- [Materials provided]:
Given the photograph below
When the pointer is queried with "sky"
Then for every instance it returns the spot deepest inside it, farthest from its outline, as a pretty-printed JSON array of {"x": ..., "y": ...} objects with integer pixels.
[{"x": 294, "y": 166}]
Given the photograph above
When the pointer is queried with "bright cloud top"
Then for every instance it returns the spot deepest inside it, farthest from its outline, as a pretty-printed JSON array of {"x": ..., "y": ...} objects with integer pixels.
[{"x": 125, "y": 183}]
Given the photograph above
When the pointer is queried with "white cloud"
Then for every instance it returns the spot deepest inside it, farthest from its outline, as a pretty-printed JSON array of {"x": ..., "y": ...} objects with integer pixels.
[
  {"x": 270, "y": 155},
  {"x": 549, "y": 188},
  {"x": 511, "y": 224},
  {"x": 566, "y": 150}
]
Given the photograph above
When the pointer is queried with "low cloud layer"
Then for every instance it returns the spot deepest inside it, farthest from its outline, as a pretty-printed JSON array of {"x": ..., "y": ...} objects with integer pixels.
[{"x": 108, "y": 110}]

- [Exercise brief]: Please return the data above exactly as given.

- [Completed exercise]:
Given the photograph below
When the pointer is queried with "sky"
Then for every instance it returns the spot deepest inside it, farthest from its outline, as a pretty-printed JSON array of {"x": ..., "y": ...} objects with integer pixels.
[{"x": 294, "y": 166}]
Given the photograph above
When the pointer is queried with "bright cloud top"
Then for every instance it returns the spot deepest inside it, farthest from its outline, as a pretty-printed JSON array of {"x": ..., "y": ...} objects with integer pixels.
[{"x": 125, "y": 183}]
Given the photograph above
When the pointer is queried with "white cloud"
Then for every instance it returns the spot deepest inside it, farthest from its outline, as a pretty-printed JSON array of {"x": ..., "y": ...} objects with integer pixels.
[
  {"x": 270, "y": 155},
  {"x": 549, "y": 188},
  {"x": 511, "y": 224},
  {"x": 566, "y": 150}
]
Given the photograph above
When the pointer is queried with "low cloud layer"
Then for every instance it returns the spot deepest inside it, farthest from its outline, as a pretty-printed JSON array of {"x": ..., "y": ...} objects with integer pixels.
[{"x": 108, "y": 110}]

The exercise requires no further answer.